[Segmentation annotation records]
+++
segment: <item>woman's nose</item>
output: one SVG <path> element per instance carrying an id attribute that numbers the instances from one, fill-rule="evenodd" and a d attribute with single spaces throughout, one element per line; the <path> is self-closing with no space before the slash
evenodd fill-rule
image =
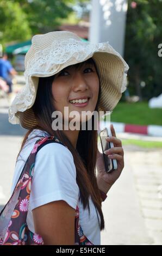
<path id="1" fill-rule="evenodd" d="M 76 72 L 73 78 L 73 90 L 74 91 L 84 90 L 88 88 L 83 75 L 79 72 Z"/>

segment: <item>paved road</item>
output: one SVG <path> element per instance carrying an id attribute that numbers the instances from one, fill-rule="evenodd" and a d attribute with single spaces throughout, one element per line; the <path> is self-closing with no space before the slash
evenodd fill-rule
<path id="1" fill-rule="evenodd" d="M 16 158 L 26 130 L 8 122 L 0 99 L 0 205 L 10 197 Z M 117 135 L 117 137 L 119 137 Z M 162 150 L 125 146 L 125 167 L 102 203 L 102 245 L 162 244 Z"/>

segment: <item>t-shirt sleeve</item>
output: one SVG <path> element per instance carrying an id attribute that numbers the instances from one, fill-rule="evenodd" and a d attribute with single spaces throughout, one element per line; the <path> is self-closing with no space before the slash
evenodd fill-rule
<path id="1" fill-rule="evenodd" d="M 49 143 L 36 156 L 30 197 L 31 210 L 64 200 L 76 209 L 79 187 L 73 156 L 65 146 Z"/>

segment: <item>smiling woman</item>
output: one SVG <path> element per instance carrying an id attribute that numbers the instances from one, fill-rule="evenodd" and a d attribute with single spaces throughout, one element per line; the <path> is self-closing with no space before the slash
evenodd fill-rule
<path id="1" fill-rule="evenodd" d="M 64 115 L 67 107 L 77 111 L 80 124 L 83 111 L 112 110 L 126 89 L 128 66 L 108 42 L 83 42 L 68 31 L 36 35 L 32 42 L 26 86 L 9 110 L 9 121 L 28 131 L 17 158 L 13 194 L 0 216 L 0 241 L 100 245 L 102 202 L 109 181 L 114 182 L 123 167 L 120 142 L 115 141 L 120 167 L 109 180 L 98 154 L 94 117 L 85 120 L 86 125 L 92 119 L 91 130 L 55 131 L 52 113 L 59 111 L 70 122 Z"/>

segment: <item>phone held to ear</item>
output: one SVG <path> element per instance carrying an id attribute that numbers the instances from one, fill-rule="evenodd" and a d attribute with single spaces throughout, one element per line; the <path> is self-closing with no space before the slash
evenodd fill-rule
<path id="1" fill-rule="evenodd" d="M 106 141 L 105 138 L 108 136 L 112 136 L 112 135 L 110 130 L 108 130 L 107 127 L 105 127 L 104 130 L 99 132 L 105 169 L 107 173 L 110 173 L 113 170 L 117 169 L 117 165 L 116 159 L 110 159 L 108 157 L 107 155 L 104 153 L 105 150 L 114 147 L 113 142 L 109 142 Z"/>

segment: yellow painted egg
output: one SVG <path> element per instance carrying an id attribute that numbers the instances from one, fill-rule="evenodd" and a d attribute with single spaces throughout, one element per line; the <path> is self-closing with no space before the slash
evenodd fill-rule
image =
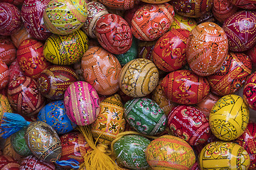
<path id="1" fill-rule="evenodd" d="M 91 126 L 92 134 L 95 140 L 100 135 L 98 142 L 109 144 L 124 131 L 124 106 L 120 96 L 115 94 L 104 99 L 100 108 L 100 114 Z"/>
<path id="2" fill-rule="evenodd" d="M 205 146 L 198 156 L 199 166 L 204 169 L 248 169 L 248 153 L 238 144 L 213 142 Z"/>
<path id="3" fill-rule="evenodd" d="M 209 123 L 213 135 L 230 141 L 240 137 L 249 122 L 249 109 L 243 98 L 235 94 L 220 98 L 212 108 Z"/>

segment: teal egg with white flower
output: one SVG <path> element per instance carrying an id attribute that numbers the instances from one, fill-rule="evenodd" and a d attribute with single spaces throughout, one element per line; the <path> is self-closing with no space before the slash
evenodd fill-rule
<path id="1" fill-rule="evenodd" d="M 138 132 L 156 135 L 161 134 L 166 126 L 164 110 L 154 101 L 137 98 L 124 105 L 124 118 Z"/>

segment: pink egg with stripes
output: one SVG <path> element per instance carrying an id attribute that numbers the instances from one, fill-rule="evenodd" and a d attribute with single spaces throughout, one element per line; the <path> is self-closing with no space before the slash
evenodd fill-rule
<path id="1" fill-rule="evenodd" d="M 92 123 L 100 113 L 100 98 L 95 89 L 82 81 L 71 84 L 64 94 L 66 114 L 78 125 Z"/>

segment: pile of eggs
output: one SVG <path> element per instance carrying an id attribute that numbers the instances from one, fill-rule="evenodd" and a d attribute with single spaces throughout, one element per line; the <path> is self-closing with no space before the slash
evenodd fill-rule
<path id="1" fill-rule="evenodd" d="M 255 51 L 252 0 L 1 0 L 0 169 L 255 169 Z"/>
+++
Recast every line of the records above as a numbered list, leaving out the blank lines and the pictures.

1. segment: <item>woman's nose</item>
2. output: one SVG <path> element per instance carrying an id attribute that numbers the instances from one, fill-rule="evenodd" and a d attribute with single spaces throughout, one element per line; the <path> is self-closing with no space before the slash
3. evenodd fill-rule
4. image =
5. <path id="1" fill-rule="evenodd" d="M 76 72 L 73 78 L 73 90 L 74 91 L 84 90 L 88 88 L 83 75 L 79 72 Z"/>
6. segment: <item>paved road</item>
7. output: one SVG <path> element per instance carrying an id attribute that numbers the instances from one, fill-rule="evenodd" and a d attribute with single spaces throughout, one element per line; the <path> is self-closing with no space before the slash
8. evenodd fill-rule
9. <path id="1" fill-rule="evenodd" d="M 16 158 L 26 130 L 8 122 L 0 99 L 0 205 L 10 197 Z M 117 135 L 117 137 L 119 137 Z M 162 150 L 125 146 L 125 167 L 102 203 L 102 245 L 162 244 Z"/>
10. segment: <item>t-shirt sleeve</item>
11. output: one SVG <path> element per instance carrying an id attribute that numbers the instances from one, fill-rule="evenodd" and a d attribute with single spaces throughout, one element per line; the <path> is self-closing with no space before the slash
12. evenodd fill-rule
13. <path id="1" fill-rule="evenodd" d="M 49 143 L 36 156 L 30 197 L 31 210 L 64 200 L 76 209 L 79 187 L 73 156 L 65 146 Z"/>
14. segment: <item>smiling woman</item>
15. output: one SVG <path> element per instance carrying an id attribute that numbers the instances from one, fill-rule="evenodd" and a d attribute with single spaces throughout, one element per line; the <path> is self-closing with no space before the slash
16. evenodd fill-rule
17. <path id="1" fill-rule="evenodd" d="M 64 115 L 67 107 L 77 111 L 80 124 L 83 111 L 112 110 L 126 89 L 128 66 L 108 42 L 83 42 L 68 31 L 36 35 L 32 42 L 26 86 L 9 110 L 9 121 L 28 131 L 17 158 L 13 194 L 0 216 L 0 241 L 100 245 L 102 202 L 109 181 L 114 182 L 123 167 L 120 142 L 115 141 L 120 167 L 109 180 L 98 154 L 94 117 L 85 120 L 86 125 L 92 119 L 91 130 L 55 131 L 52 113 L 59 111 L 70 122 Z"/>
18. segment: <item>phone held to ear</item>
19. output: one SVG <path> element per instance carrying an id attribute that numbers the instances from one, fill-rule="evenodd" and a d attribute with single spaces throughout, one element per line; the <path> is self-closing with no space before the slash
20. evenodd fill-rule
21. <path id="1" fill-rule="evenodd" d="M 106 141 L 105 138 L 108 136 L 112 136 L 112 135 L 110 130 L 108 130 L 107 127 L 105 127 L 104 130 L 99 132 L 105 169 L 107 173 L 110 173 L 113 170 L 117 169 L 117 165 L 116 159 L 110 159 L 108 157 L 107 155 L 104 153 L 105 150 L 114 147 L 113 142 L 109 142 Z"/>
22. segment: yellow painted egg
23. output: one SVG <path> element per instance carrying an id attribute that numbers the instances from one, fill-rule="evenodd" and a d attribute with single spaces throughout, one element per line; the <path> is self-closing with no space before the slash
24. evenodd fill-rule
25. image =
26. <path id="1" fill-rule="evenodd" d="M 91 126 L 92 134 L 95 140 L 100 135 L 98 142 L 109 144 L 124 131 L 124 106 L 120 96 L 115 94 L 104 99 L 100 108 L 100 114 Z"/>
27. <path id="2" fill-rule="evenodd" d="M 205 146 L 198 156 L 199 166 L 204 169 L 248 169 L 248 153 L 238 144 L 213 142 Z"/>
28. <path id="3" fill-rule="evenodd" d="M 209 123 L 213 135 L 230 141 L 240 137 L 249 122 L 249 109 L 243 98 L 235 94 L 220 98 L 212 108 Z"/>
29. segment: teal egg with white flower
30. output: one SVG <path> element per instance carrying an id attribute that numbers the instances from one, fill-rule="evenodd" and a d attribute with single spaces throughout, one element per line; the <path> is self-closing with no space before the slash
31. evenodd fill-rule
32. <path id="1" fill-rule="evenodd" d="M 138 132 L 156 135 L 161 134 L 166 126 L 164 110 L 154 101 L 137 98 L 124 105 L 124 118 Z"/>
33. segment: pink egg with stripes
34. output: one SVG <path> element per instance carrying an id attribute that numbers the instances from one, fill-rule="evenodd" and a d attribute with single spaces throughout, one element per line; the <path> is self-closing with no space before the slash
35. evenodd fill-rule
36. <path id="1" fill-rule="evenodd" d="M 92 123 L 100 113 L 100 98 L 95 89 L 82 81 L 71 84 L 64 94 L 66 114 L 78 125 Z"/>
37. segment: pile of eggs
38. output: one SVG <path> element per instance carrying an id attribute that numbers the instances from one, fill-rule="evenodd" and a d attribute with single spaces throughout, one element per line; the <path> is self-closing with no space before the slash
39. evenodd fill-rule
40. <path id="1" fill-rule="evenodd" d="M 255 51 L 252 0 L 1 0 L 0 169 L 255 169 Z"/>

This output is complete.